Task instructions – Could you write out, word for word, only the lines from the one containing "Locate the white fence" through the last line of the data below?

Input data –
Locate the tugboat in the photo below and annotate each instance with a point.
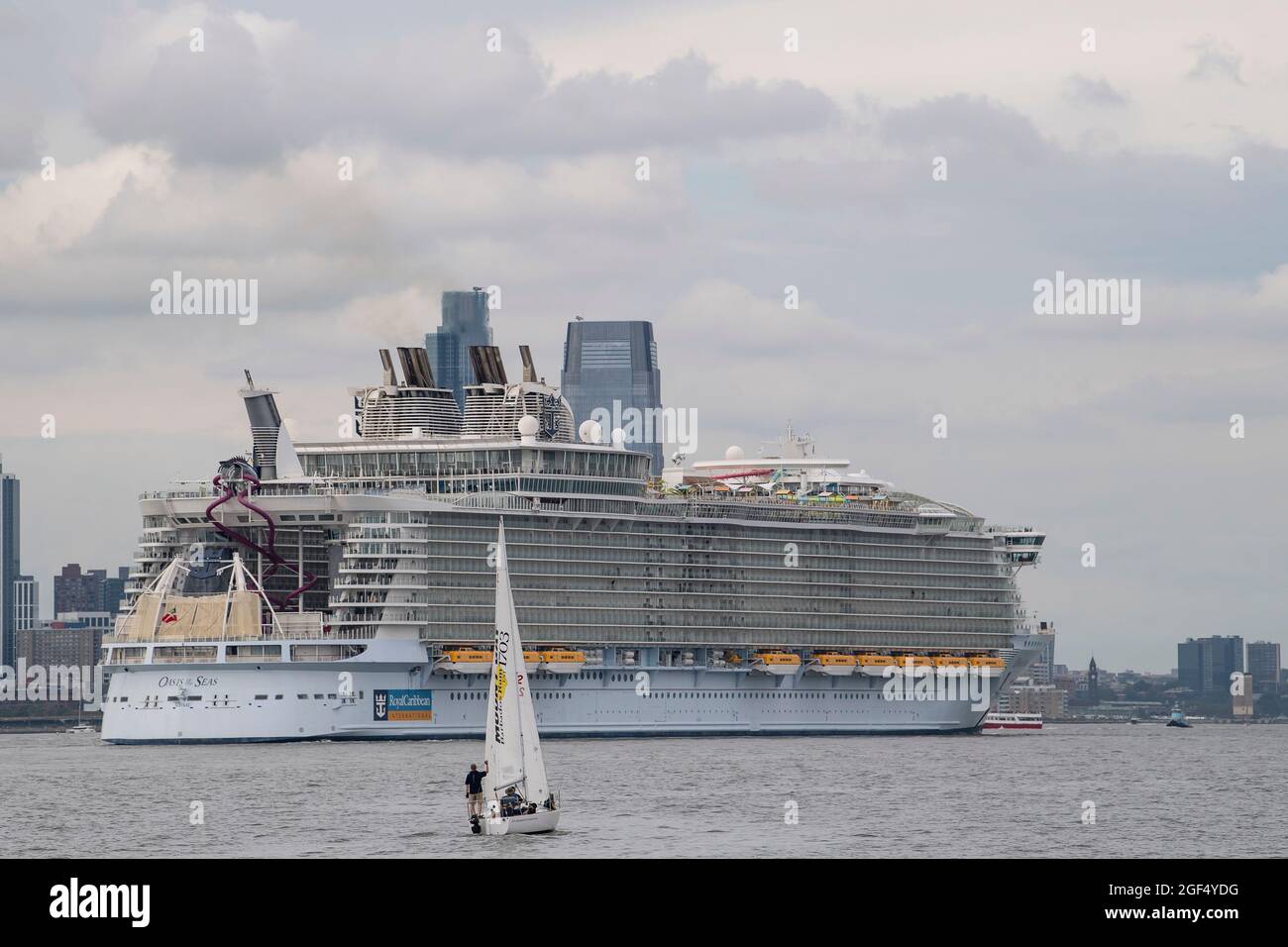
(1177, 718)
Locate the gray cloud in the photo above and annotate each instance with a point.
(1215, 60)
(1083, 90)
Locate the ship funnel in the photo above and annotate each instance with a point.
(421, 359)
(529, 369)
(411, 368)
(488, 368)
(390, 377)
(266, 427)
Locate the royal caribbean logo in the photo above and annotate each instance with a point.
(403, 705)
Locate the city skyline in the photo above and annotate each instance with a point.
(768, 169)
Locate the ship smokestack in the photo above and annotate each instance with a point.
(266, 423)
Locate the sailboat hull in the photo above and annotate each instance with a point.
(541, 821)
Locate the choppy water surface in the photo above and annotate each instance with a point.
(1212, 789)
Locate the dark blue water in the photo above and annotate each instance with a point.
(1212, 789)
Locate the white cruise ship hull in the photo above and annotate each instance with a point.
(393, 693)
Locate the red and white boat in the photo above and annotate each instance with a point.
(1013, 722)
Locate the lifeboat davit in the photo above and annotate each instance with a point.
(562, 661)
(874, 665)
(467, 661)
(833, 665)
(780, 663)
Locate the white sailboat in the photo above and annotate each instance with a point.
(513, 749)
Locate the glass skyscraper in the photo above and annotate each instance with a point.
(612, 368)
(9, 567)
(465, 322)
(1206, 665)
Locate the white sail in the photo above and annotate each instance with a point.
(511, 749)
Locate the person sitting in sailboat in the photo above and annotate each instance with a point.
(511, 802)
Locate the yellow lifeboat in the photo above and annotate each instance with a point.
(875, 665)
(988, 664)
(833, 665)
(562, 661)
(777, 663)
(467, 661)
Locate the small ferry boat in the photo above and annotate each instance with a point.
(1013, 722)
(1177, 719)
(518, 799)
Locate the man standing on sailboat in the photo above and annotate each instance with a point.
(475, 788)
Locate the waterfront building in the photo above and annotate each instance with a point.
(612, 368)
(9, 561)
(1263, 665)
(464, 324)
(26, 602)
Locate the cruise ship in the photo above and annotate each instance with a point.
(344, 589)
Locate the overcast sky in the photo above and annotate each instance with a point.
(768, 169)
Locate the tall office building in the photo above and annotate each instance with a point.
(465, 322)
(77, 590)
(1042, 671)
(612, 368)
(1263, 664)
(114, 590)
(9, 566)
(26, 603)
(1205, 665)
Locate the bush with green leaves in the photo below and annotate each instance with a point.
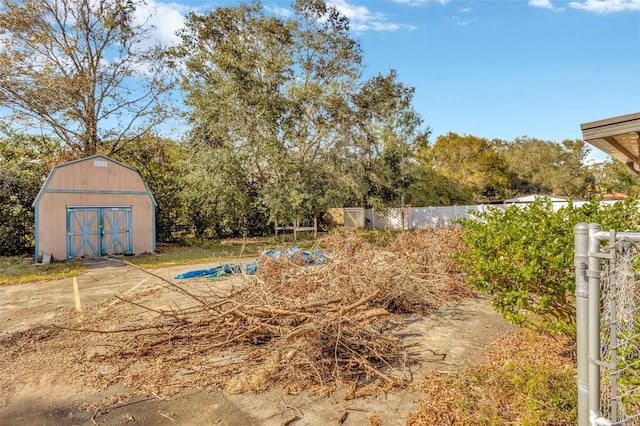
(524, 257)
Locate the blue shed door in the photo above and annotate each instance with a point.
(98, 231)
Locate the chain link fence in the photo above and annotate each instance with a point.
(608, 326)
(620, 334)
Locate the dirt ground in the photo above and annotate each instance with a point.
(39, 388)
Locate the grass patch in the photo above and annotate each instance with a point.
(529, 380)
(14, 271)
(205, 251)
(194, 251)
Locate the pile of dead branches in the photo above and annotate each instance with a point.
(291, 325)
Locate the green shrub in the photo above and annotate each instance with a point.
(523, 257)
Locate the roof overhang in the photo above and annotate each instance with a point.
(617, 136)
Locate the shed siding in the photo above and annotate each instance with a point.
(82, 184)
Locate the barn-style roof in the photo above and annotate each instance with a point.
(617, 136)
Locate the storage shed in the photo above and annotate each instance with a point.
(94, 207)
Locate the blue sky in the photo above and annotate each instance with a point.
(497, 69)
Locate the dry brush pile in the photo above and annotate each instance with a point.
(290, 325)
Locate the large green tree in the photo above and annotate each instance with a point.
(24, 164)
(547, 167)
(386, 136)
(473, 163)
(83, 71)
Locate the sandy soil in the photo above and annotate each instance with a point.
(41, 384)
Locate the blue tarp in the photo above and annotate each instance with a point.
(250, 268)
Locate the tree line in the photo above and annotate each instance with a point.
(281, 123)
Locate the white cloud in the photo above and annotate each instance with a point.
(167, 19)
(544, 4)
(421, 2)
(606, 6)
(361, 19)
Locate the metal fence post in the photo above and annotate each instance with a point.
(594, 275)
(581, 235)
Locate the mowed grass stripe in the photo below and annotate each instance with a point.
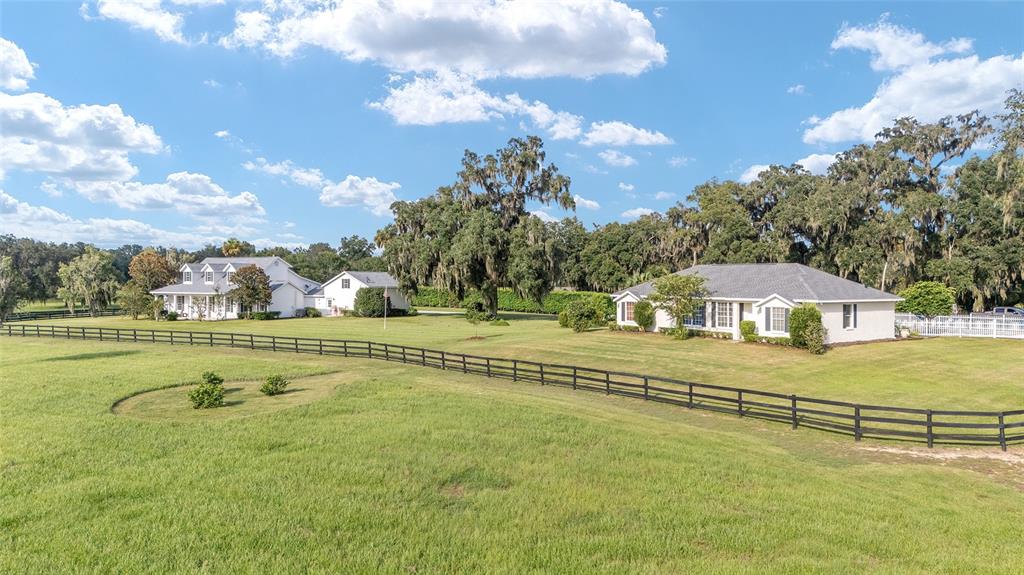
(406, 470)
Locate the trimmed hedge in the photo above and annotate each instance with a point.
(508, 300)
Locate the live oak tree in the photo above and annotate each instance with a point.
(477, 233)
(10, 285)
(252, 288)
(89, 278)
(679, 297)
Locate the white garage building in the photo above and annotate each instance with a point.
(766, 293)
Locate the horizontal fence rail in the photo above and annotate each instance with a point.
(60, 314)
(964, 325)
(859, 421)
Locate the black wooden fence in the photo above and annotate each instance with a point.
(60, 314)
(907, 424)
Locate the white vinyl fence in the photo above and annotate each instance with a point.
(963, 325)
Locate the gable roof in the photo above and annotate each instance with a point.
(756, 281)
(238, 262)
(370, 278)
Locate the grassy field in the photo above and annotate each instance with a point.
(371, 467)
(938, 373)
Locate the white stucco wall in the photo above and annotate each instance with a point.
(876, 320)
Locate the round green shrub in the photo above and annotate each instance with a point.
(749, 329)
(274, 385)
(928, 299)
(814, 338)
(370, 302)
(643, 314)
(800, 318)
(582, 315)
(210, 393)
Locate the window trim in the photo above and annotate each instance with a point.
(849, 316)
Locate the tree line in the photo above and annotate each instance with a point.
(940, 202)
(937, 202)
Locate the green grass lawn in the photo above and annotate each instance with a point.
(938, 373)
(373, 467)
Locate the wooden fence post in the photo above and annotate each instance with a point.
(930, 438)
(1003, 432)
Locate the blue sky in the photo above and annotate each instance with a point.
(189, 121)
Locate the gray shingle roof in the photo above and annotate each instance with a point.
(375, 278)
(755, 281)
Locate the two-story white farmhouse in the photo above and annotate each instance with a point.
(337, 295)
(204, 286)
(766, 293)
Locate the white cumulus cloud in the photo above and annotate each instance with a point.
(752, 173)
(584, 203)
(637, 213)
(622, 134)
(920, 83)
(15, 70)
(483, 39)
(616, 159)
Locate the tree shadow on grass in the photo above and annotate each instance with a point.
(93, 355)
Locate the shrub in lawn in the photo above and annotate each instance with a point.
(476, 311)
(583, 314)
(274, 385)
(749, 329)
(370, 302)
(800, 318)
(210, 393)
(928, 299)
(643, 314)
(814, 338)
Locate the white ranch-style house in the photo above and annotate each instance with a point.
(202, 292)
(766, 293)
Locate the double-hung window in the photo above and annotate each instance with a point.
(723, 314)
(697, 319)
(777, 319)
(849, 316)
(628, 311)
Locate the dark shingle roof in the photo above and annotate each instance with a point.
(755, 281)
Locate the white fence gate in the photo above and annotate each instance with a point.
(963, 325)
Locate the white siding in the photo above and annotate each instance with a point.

Solution for this task –
Locate the white fence gate in the photo above and annotate each instance with a point.
(963, 325)
Locate the white siding in the photo above and annotate each instance with a point.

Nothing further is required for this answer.